[[ Page excerpt open ]]

The idea has very strong public support. A recent survey by Broadbent Institute found that 48 per cent of those surveyed “strongly support” it and an additional 28 per cent “support” a proposal of a “new wealth tax on the richest multimillionaires and billionaires.”
David Duff, a professor of law and director of the Tax LLM program at the University of British Columbia, thinks that a wealth tax has some merit in the current climate, but he believes there are more effective ways of taxing the rich and reducing inequality.
“Wealth tax is difficult to administer and enforce,” he said in a phone interview from Vancouver. “Many illiquid assets such art and jewelry will need to be evaluated on a yearly basis as well as privately held companies.”
“In an ideal world we wouldn’t need a wealth tax, since all capital gains, including on principal residences (with some exceptions), would be taxed like labour income. Capital gains are taxed at 50 per cent today, but between 1990 and 1999, they were taxed at 75 per cent. We could increase that rate back up.”

[[ Page excerpt closed ]]
[[ Source data open ]]

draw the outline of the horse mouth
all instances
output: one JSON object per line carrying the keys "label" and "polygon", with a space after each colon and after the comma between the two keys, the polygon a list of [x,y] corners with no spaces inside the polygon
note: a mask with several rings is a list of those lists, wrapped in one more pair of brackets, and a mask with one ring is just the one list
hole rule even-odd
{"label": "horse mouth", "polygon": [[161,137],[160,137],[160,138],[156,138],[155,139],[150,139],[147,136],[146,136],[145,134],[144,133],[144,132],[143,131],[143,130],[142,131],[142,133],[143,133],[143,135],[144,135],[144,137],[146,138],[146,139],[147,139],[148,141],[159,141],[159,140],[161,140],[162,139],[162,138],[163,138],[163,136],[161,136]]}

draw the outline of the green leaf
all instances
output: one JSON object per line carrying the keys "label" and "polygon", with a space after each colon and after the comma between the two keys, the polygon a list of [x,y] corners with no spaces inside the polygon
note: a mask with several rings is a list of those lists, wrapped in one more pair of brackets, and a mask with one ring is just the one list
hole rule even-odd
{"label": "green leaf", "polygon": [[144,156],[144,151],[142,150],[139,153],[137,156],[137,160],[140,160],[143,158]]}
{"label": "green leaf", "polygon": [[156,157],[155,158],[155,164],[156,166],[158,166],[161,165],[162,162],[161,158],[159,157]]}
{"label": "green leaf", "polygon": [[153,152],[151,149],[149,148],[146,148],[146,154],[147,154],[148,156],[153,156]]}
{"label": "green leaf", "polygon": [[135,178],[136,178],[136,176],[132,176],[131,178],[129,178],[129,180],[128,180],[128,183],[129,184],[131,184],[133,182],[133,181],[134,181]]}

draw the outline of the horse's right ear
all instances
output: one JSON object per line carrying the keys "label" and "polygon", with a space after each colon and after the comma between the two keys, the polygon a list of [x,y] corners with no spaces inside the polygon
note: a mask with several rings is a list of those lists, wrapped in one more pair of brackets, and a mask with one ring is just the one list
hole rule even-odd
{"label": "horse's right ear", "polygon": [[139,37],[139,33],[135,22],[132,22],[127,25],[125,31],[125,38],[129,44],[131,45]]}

[[ Source data closed ]]

» Problem 1: Please revise the wealth tax excerpt from "The idea has" to "and reducing inequality.", replacing "per cent" with "percent".
» Problem 2: In the wealth tax excerpt, during which years were capital gains taxed at 75 per cent?
» Problem 3: Continue the wealth tax excerpt after its final sentence.

» Written response 1:
The idea has very strong public support. A recent survey by Broadbent Institute found that 48 percent of those surveyed “strongly support” it and an additional 28 percent “support” a proposal of a “new wealth tax on the richest multimillionaires and billionaires.”
David Duff, a professor of law and director of the Tax LLM program at the University of British Columbia, thinks that a wealth tax has some merit in the current climate, but he believes there are more effective ways of taxing the rich and reducing inequality.

» Written response 2: Between 1990 and 1999.

» Written response 3:
An inheritance tax — which directly taxes intergenerational wealth transfer — is another important policy option to evaluate. Canada actually had such a tax, but it was repealed in 1972.
“When considering the core principle of tax justice, an inheritance tax makes perfect sense,” Duff said. “Of course, people should be allowed to transfer some tax-free wealth to their children. But as opposed to wealth that has been earned, wealth that is transferred to the next generation creates and perpetuates unequal starting points to different members of society.”
One disadvantage of an inheritance tax versus a wealth tax is that some individuals can amass huge fortunes, which translate to power and extreme level of political influence during their lifetime. Do we as a society want to have people as rich as Jeff Bezos, with a net worth close to $ 200 billion (U.S.) and counting?
Canada also has similar examples. Consider Ottawa-based Shopify, now Canada’s largest public company by market value. Shopify creates online platforms for small businesses, and it has experienced tremendous growth over the past six months. It has even created some much-needed competition to Amazon.
Shopify’s share price has tripled since March, and the wealth of its CEO, Tobi Lutke, increased by a staggering $ 8 billion over just six months. A star CEO, Lutke seems full of good intentions. But we probably still wouldn’t want to see his wealth following the path of Bezos, and we don’t need more billionaires who will get to decide which groups will benefit from their fortunes through philanthropic activities.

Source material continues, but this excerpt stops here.